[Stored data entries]
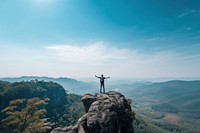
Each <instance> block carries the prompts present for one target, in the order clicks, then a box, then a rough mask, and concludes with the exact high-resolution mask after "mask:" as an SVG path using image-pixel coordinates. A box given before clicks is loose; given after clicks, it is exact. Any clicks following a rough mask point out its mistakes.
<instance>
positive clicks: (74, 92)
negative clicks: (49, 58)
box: [0, 76, 98, 95]
mask: <svg viewBox="0 0 200 133" xmlns="http://www.w3.org/2000/svg"><path fill="white" fill-rule="evenodd" d="M0 80H2V81H9V82H19V81H30V80H39V81H41V80H43V81H52V82H56V83H58V84H60V85H62V86H63V88H64V89H65V90H67V92H68V93H76V94H80V95H82V94H85V93H94V92H95V91H98V89H96V90H95V88H98V83H95V82H88V83H87V82H82V81H78V80H75V79H71V78H66V77H60V78H51V77H38V76H22V77H15V78H0Z"/></svg>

#### [Activity]
In the copy, keep every line of the data above exactly and drop each picture.

#### [Response]
Each <instance> block carries the prompts present for one target, in the order clicks, then a box, then a rough mask, and concludes with the exact high-resolution mask after "mask:" as an SVG path using image-pixel coordinates. A box given before clicks is loose; given after clicks, it is exact. Any clicks following a rough mask point out its mistakes.
<instance>
positive clicks: (74, 92)
negative clicks: (49, 58)
box: [0, 76, 98, 95]
mask: <svg viewBox="0 0 200 133" xmlns="http://www.w3.org/2000/svg"><path fill="white" fill-rule="evenodd" d="M0 80H2V81H9V82H19V81H30V80H39V81H41V80H43V81H52V82H56V83H58V84H60V85H62V86H63V88H64V89H65V90H67V92H68V93H76V94H80V95H82V94H85V93H94V92H95V91H98V89H96V90H95V88H98V83H95V82H88V83H87V82H82V81H78V80H75V79H71V78H66V77H60V78H51V77H38V76H22V77H15V78H0Z"/></svg>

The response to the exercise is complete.